* **Supplied passage**:
────────────────────

# Enclosed Trailer Options - Help me Decide



## SailingandSuch (Mar 24, 2013)

I've been saving up for an enclosed trailer this past year and wanted to wait until I got my taxes settled before going and spending what seems like a fortune on one.

I was up in arms between a 6x12 and a 7x14. I have been out in my shop for the past hour or so laying my tools out and chalking out a setup for a 6x12 v-nose. The center walkway is a little tight (23"....) so I'm going to just splurge for the 7x14 tandem. It's about $1,000 more.

Now I'm trying to decide which options are worth the money and would be valuable to me.

The company I'm looking at the baseline price for the trailer is $3,100. Once I pile my options on I get up to $4,550 before taxes. 

Options-

$210, +6" additional height
$525, torsion axles 
$75, spare tire
$210, custom color (light grey)
$210, screwless exterior
$225, v-nose

I'm trying to decide which ones I can nix.

-Screwless Exterior I figured it would look better and I wouldn't have to worry about losing screws and having leaks? 
-Custom Color My target clientele is the higher end market and almost every other enclosed trailer around seems to be white. I'd like to stick out slightly and look more professional. Is $210 worth that?
-V-Nose The last enclosed trailer I worked out of was a v-nose and the additional storage was nice.
-Torsion Axles I have no experience with torsion axles but from what I have learned here and other places online is that they give a better ride for your tools.
-+6" Additional Height - I'd like this mainly so 6' ladders can be stood straight up. 

So what do y'all think? Are the options I'm considering worth it? Which ones? Why or why not?

Thanks for your opinions gentlemen.


----------



## Nepean GC (Sep 10, 2012)

I had a 5x10 enclosed trailer before. I sold it because it wasn't the right trailer for my work. 

I'll be ordering mine 6x10 with:

6" extra height - the last one was 5'10" inside, which sucked for me at 6' tall.
Torsion axles - yep, smoother ride, lower trailer. I wouldn't buy them if I was in a hilly area though. Read somewhere that you can get a lift kit for them to make the trailer ride the same height as leaf springs.

────────────────────

Rows of box annotation data
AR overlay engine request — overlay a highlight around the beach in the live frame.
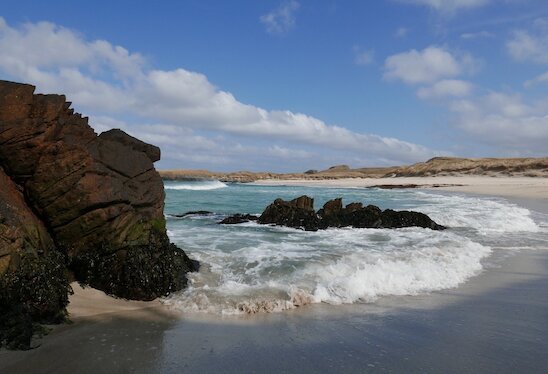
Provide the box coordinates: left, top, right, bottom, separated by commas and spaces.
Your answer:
253, 175, 548, 201
0, 177, 548, 373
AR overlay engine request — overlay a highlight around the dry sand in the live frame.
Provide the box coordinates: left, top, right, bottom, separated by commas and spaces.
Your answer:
253, 175, 548, 200
0, 177, 548, 374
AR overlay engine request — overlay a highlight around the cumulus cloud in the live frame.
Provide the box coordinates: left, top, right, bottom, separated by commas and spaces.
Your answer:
394, 27, 409, 38
399, 0, 491, 13
354, 46, 375, 66
259, 0, 300, 34
0, 17, 437, 169
417, 79, 472, 99
506, 19, 548, 64
384, 46, 478, 84
460, 30, 495, 40
523, 71, 548, 88
450, 92, 548, 155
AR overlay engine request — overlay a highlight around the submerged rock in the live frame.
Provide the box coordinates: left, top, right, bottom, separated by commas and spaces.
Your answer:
219, 214, 259, 225
220, 196, 445, 231
257, 196, 319, 231
173, 210, 214, 218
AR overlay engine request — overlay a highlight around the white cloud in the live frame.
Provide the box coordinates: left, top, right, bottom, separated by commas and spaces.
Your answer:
394, 27, 409, 38
354, 47, 375, 66
460, 30, 495, 40
523, 71, 548, 88
450, 92, 548, 155
0, 18, 436, 169
384, 46, 478, 84
259, 0, 300, 34
506, 19, 548, 64
399, 0, 491, 13
417, 79, 472, 99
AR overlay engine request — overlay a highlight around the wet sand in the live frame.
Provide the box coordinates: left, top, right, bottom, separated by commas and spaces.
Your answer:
0, 187, 548, 374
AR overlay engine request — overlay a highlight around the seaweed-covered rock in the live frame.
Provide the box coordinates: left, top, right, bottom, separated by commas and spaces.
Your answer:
229, 196, 445, 231
0, 81, 195, 299
257, 196, 319, 231
219, 213, 259, 225
70, 235, 199, 300
0, 251, 72, 349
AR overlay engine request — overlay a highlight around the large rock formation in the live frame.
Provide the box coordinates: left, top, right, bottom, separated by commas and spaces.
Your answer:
219, 196, 445, 231
0, 81, 197, 350
257, 196, 319, 231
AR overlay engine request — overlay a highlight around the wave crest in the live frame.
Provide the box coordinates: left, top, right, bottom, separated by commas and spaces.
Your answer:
164, 181, 228, 191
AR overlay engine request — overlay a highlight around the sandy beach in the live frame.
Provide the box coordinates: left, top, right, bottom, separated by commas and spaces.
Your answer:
0, 177, 548, 373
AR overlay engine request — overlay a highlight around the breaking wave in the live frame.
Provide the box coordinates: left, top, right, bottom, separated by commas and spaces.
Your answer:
164, 181, 228, 191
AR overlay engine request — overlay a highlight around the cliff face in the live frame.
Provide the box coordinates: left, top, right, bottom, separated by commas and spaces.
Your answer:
0, 81, 196, 350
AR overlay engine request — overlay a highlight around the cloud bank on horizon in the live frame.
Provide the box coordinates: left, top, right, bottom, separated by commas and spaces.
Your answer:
0, 0, 548, 171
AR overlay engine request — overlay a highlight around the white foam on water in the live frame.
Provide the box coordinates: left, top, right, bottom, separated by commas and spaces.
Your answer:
163, 188, 546, 315
164, 229, 490, 314
416, 192, 539, 234
164, 181, 228, 191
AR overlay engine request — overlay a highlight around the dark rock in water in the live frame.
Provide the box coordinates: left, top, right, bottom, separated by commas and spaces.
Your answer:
257, 196, 319, 231
381, 209, 446, 230
70, 231, 199, 300
0, 81, 197, 345
173, 210, 213, 218
219, 214, 259, 225
0, 251, 72, 349
228, 196, 445, 231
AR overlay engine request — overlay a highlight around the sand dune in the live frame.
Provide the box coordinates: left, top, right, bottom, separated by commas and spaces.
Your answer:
160, 157, 548, 182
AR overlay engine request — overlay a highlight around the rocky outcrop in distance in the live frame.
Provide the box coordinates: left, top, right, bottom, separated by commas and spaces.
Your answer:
219, 196, 446, 231
159, 157, 548, 183
0, 81, 198, 346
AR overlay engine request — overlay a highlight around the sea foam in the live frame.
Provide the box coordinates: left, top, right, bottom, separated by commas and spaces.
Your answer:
164, 185, 545, 315
164, 180, 228, 191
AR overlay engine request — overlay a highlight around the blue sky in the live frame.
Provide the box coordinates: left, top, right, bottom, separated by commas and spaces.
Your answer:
0, 0, 548, 171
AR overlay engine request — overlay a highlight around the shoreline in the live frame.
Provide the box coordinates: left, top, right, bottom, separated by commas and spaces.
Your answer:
0, 177, 548, 373
250, 176, 548, 201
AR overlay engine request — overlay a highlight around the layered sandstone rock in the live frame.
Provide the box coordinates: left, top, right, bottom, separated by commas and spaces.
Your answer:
0, 167, 54, 275
0, 81, 197, 348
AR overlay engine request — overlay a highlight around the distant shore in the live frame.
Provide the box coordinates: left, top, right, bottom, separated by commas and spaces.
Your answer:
252, 175, 548, 200
158, 157, 548, 183
0, 180, 548, 374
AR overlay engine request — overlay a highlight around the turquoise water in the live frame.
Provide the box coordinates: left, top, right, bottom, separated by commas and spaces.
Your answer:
164, 181, 548, 314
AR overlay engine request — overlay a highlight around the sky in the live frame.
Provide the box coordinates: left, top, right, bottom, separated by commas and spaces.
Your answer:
0, 0, 548, 172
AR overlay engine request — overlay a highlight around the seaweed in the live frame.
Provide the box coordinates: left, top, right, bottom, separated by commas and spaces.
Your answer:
69, 232, 199, 300
0, 251, 72, 349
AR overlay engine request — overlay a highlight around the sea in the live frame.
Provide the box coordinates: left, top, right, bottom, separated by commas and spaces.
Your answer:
163, 181, 548, 316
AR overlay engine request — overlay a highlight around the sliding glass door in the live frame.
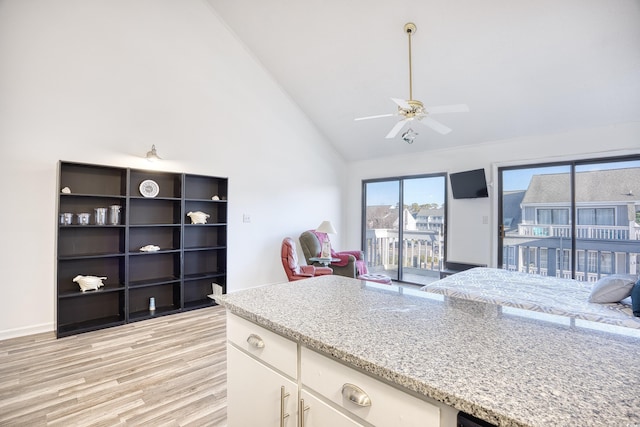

────────────────────

* **Aim 1**:
According to the enclosed trailer thread, what does the torsion axle option cost?
* **Aim 2**:
Extend the enclosed trailer thread, picking up right after its final sentence.
The records play no part in the work.

* **Reply 1**:
$525.

* **Reply 2**:
Flat nose with ladder - I had a generator on the front of my last one. I want it there on the new one too.
Custom colour - Match my truck, and looks more pro.
Spare tire - absolutely. At $75, if you get a flat once and don't have to wait for a tow truck, it's paid for itself.
Screwless exterior - Yep, my last one had fasteners and I never liked the way the lettering bubbled over them. YMMV though...could just be my sign guy was crap.
Electric brakes - My last one didn't have brakes...It sucked.
Roof racks and walk on roof - Easy to haul materials if a job is outside of my suppliers delivery zone. Also, makes a great spot to chill out and have lunch


----------



## The Coastal Craftsman (Jun 29, 2009)

I'm not seeing the must important feature of all. Dual axles. 

If they are standard that's good. If that company makes a wall on roof model a ladder rack is a must. I store a lot up top that would not normally fit in a 7x14.

Barn doors or ramp

Also depending on what your tow vehicle is you may wanna delete the v nose. It adds a lot more weight up front. If you can keep lighter stuff up from then great. I keep buckets hoses and small light weight bits and pieces in mine up front. 

Make sure you try and keep anything you don't want bumping around over the wheels. There's a lot less movement in that area. 

I would pic color based on your logo and lettering. Whites fine if you have a logo that works well on white.


----------



## Sparky1000 (Feb 8, 2014)

You may want to have electric installed, unless you can do it yourself.


----------



## SailingandSuch (Mar 24, 2013)

I'm definitely getting dual axles with brakes.

Barn doors instead ofr ramp.

I don't think I want a ladder rack or walk on roof...

Thanks for the replies. Keep them coming


----------



## SailingandSuch (Mar 24, 2013)

I plan on running my own electric where I need it.


----------



## Roofcheck (Dec 27, 2011)

SailingandSuch said:


> I'm definitely getting dual axles with brakes.
> 
> Barn doors instead ofr ramp.
> 
> ...


Where are you buying? South of you in Marianna you have Rolls Right (custom makes a lot right there) and Bob's. Both are really good to deal with. 

My Dad does business with these two is how I know.


----------



## ChimneyHill (Apr 10, 2011)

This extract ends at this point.